[START Records shown]

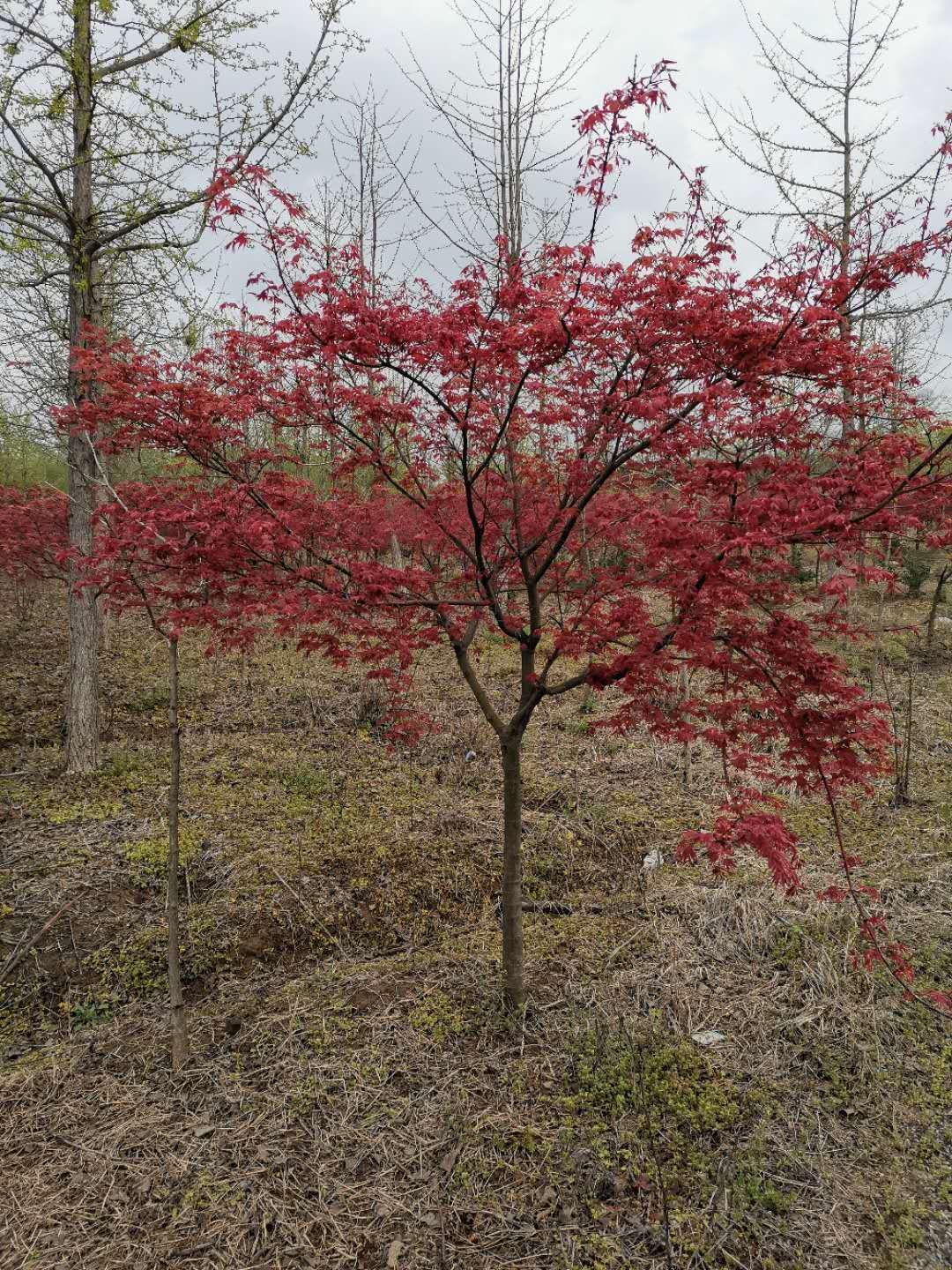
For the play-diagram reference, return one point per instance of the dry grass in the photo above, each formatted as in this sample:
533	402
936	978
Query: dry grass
355	1095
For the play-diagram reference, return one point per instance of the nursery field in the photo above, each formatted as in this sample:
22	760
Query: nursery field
703	1077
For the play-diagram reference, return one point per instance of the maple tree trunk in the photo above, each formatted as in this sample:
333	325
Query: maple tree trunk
513	954
176	1006
84	619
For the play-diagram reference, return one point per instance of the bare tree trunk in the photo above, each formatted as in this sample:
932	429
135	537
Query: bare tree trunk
176	1012
936	598
84	619
686	751
513	952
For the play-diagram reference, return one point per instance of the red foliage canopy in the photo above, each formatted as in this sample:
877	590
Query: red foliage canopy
608	464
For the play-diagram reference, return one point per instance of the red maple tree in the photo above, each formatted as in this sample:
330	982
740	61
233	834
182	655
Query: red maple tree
603	464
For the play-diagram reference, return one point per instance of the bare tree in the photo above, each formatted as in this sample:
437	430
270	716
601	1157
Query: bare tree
104	159
828	169
502	118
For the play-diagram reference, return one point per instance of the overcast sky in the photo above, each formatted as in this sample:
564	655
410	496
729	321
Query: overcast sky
709	40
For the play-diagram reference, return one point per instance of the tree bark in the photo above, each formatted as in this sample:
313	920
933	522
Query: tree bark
513	952
84	619
934	606
176	1006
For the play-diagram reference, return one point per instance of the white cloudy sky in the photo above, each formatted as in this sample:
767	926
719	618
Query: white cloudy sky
709	40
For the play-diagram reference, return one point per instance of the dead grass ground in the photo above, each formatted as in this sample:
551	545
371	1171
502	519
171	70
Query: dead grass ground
355	1095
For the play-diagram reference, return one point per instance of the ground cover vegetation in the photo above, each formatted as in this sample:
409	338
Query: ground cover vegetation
524	830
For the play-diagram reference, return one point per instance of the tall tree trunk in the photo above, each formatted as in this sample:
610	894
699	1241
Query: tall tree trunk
176	1006
936	600
83	701
513	954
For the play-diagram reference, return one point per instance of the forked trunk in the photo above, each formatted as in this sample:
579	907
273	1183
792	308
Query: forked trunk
513	955
176	1006
936	601
83	698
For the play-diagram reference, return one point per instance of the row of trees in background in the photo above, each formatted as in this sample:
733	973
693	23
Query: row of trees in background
606	465
609	467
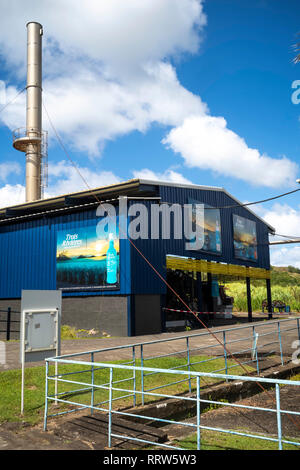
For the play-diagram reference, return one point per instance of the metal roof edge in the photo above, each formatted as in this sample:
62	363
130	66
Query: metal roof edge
207	188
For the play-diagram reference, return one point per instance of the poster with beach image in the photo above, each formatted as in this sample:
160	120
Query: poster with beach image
244	238
87	260
212	242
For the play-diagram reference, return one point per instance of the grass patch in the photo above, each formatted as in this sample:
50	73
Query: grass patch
211	440
34	399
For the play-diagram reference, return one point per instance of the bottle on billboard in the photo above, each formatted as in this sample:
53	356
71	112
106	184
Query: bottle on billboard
218	236
111	262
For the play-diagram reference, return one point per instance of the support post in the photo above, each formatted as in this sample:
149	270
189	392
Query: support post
8	324
269	297
249	302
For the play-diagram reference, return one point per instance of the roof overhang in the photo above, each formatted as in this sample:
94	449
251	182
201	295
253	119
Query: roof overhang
78	200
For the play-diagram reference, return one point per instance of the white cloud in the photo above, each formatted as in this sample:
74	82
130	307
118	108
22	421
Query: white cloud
11	195
169	175
206	142
107	72
63	179
9	168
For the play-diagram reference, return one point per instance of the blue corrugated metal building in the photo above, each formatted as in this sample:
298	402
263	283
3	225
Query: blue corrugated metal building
29	254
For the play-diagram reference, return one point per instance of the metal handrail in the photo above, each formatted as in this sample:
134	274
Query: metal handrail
130	392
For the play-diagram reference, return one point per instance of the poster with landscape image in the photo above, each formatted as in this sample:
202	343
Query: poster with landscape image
244	238
212	242
82	259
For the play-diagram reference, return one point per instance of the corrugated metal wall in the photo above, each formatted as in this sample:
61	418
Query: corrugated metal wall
28	249
28	254
144	280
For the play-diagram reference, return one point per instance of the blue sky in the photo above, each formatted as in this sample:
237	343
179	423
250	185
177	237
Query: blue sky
180	90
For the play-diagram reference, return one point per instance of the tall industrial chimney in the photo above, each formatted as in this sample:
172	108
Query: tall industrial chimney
32	140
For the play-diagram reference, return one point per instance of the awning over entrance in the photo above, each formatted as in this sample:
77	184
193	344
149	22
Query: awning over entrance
191	264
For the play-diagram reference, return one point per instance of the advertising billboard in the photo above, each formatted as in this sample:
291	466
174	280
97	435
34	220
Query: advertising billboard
212	242
87	259
244	238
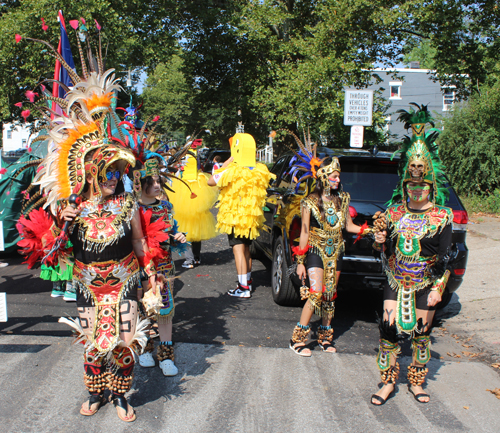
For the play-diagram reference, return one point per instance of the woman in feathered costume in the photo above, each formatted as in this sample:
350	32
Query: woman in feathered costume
325	212
243	186
415	235
86	161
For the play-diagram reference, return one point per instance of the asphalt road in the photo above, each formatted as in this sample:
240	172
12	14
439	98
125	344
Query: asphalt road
236	372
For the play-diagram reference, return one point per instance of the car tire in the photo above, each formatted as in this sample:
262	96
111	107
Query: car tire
445	300
284	292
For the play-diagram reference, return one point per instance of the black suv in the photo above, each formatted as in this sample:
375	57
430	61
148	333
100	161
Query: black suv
370	179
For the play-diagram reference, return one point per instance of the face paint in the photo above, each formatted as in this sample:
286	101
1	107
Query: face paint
418	192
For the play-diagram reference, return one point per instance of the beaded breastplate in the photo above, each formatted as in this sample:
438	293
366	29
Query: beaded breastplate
407	270
327	240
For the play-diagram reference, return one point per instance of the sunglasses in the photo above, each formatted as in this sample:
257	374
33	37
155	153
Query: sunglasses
111	174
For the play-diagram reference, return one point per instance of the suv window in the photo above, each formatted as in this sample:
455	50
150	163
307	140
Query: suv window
369	180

[END Records shown]

• What you have to do: Update all of the entries above by replacing "play-diagram reference" with "field-map reference" and leaving everything else unchanged. Leave the pictures out of your answer.

• Right answer:
For the field-map reference, return one point per instance of the dry grass in the photo above, each formatted as in this sample:
533	402
936	978
Query: dry grass
355	1095
For the field-map reference, return one point per instance of the nursery field in the photo above, each formatted as in this sample:
22	760
Query: nursery field
703	1077
For the field-map reference, return one point per instance of the maple tree trunk in the photo above, each formatted as in this sample:
333	325
Query: maple tree trunk
513	954
176	1006
84	619
For the field-map reference, return one point per instance of the bare tree trunk in the photo above, each formatted as in this sample:
932	429
135	537
Query: bare tree trunk
176	1012
936	598
84	619
686	751
513	952
For the field-map reference, return one point per instance of the red foliage canopy in the photo above, each formatted as in this sample:
877	590
Query: red foliage canopy
608	464
For the field-map reference, return one point per instance of the red maple tree in the photo above, each formatted as in this sample:
330	982
740	61
233	834
182	655
Query: red maple tree
603	464
For the field-map reference, return one point per instance of the bare tree in the photo above, each formatted as in this sample:
437	430
270	716
601	1157
Query: bare tree
104	159
828	169
502	118
For the field-map reference, return one point per instance of the overcast sky in the photo above, each formatted as in this sample:
564	655
410	496
729	321
Query: overcast sky
709	40
For the field-map reference, return one point per instance of the tree bark in the photo above, each formatted as in this sample:
313	920
933	522
Query: tree bark
513	952
84	619
934	606
176	1006
For the field-map reference, return one point per instance of the white cloudy sky in the photo above, each formatted as in this sample:
767	926
719	618
Query: white cloudy sky
709	40
For the field-map reference, return one point per instance of the dead grass ground in the photo above, each formatted as in this sample:
551	545
371	1171
502	519
171	70
Query: dead grass ground
355	1095
For the field-map reference, return one point per instance of the ground cover vegetation in the photo above, each formatted as in this sample:
409	338
Query: ground cover vegetation
524	830
For the field-map reference, return one point per instance of the tall tree trunk in the photo above, each formatted as in this sample:
610	894
699	1241
Query: tall tree trunk
176	1006
936	600
83	701
513	954
For the field-map reference, return one point per instance of the forked trunk in the photo above, each formatted as in this sample:
579	907
273	1183
792	308
Query: forked trunk
513	955
176	1006
936	601
83	698
For the field-map reference, return one point per instance of the row of trees in background in the photo above, each formatted as in this sample:
733	973
693	23
Query: row of trees in background
606	465
609	467
For the field-map reference, return one point per instance of the metal roof edge in the photo above, each formatted as in this sample:
62	363
130	66
Query: metal roof edge
207	188
For the field-map reference, return one point per instance of the poster with beach image in the photo above, each formatted as in this sample:
160	120
Query: poster with beach image
244	238
87	260
212	242
For the field-map reference, return one point per instance of the grass patch in the photo above, each formatted as in this sample:
50	73
Query: grass patch
211	440
34	399
For the field-map reference, return one point per instance of the bottle on billboard in the photo above, each formatted as in this sample:
53	356
71	112
106	184
Query: bottle on billboard
218	236
111	262
For the field-map reference, return one point per instance of the support post in the photo above, each formatted as in this sample:
149	270
189	392
Query: support post
8	324
269	297
249	302
For the field-map reference, return one point per instance of the roof overhang in the photo above, each formatted as in this sample:
94	449
251	182
201	295
253	119
Query: roof overhang
78	200
For the field-map reference, return one point per instance of the white cloud in the photo above, each formatted as in this sample:
74	82
130	307
118	108
22	421
Query: white cloud
11	195
169	175
206	142
107	72
63	179
9	168
For the field-map reference, return one point per instance of the blue corrugated metal building in the photo above, each formatted as in this sample:
298	402
263	283
3	225
Query: blue corrugated metal building
29	254
For the field-map reference, return one point per instance of the metal handrail in the photo above, each formatted as in this sample:
134	274
Query: metal handrail
130	392
For the field-map reference, return one point per instance of the poster with landscape image in the photo above, each formatted as in this sample:
202	343
Query: poster with landscape image
244	238
212	242
82	259
For the field-map reference, return one point per instance of the corrugated metal wall in the photo above, each formatted as in this sample:
61	418
Query: corrugated metal wall
28	249
28	254
144	280
For the field-map reference, return one point per instance of the blue sky in the photo above, each formatted as in this sample:
237	343
179	423
250	185
177	237
Query: blue sky
180	90
For the field-map reference, return one point per instance of the tall industrial chimney in the photo above, each formatted as in this sample:
172	108
Query: tall industrial chimney
32	140
For the field-map reference, return one point per instance of the awning over entrance in the photo above, each formatted as in this sample:
77	184
193	344
149	22
Query: awning over entrance
191	264
For the field-map reference, return one point per instance of the advertising billboard in the photo above, each formatted as in this sample:
291	466
174	280
97	435
34	220
Query: advertising billboard
212	242
87	259
244	238
For the field-map reference, return one point per instance of the woman in feathered costume in the photo above, each formatted as in this sample:
350	32
Query: woman in feathered costume
325	212
243	186
415	235
86	161
For the field-map reference, return one point per instance of the asphalt road in the photo above, each formatted as in this sample:
240	172
12	14
439	98
125	344
Query: asphalt road
236	372
For the field-map reference, return one point per instance of the car tire in the photo above, each formatted as in this sample:
262	96
111	107
Query: car tire
445	300
284	292
For the field-map reference, return one point per instance of the black suv in the photo above, each formatted as in this sample:
375	57
430	61
148	333
100	161
Query: black suv
370	179
For the field-map reference, return one point per instance of the face paint in the photo above, each formatted as in this sample:
286	101
1	107
Query: face paint
418	192
For the field-map reference, return one point per instance of the beaded breastplate in the photo above, each formatted as in this sample:
438	293
366	29
Query: beaded breastplate
407	270
327	240
For the field-map reference, return one point per instance of the sunglasses in the photo above, each formatted as in this sample:
257	374
33	37
155	153
Query: sunglasses
111	174
For the field-map reference, return one point per instance of the suv window in the photo above, each formatted as in this sample:
455	50
150	163
307	140
Query: suv window
369	180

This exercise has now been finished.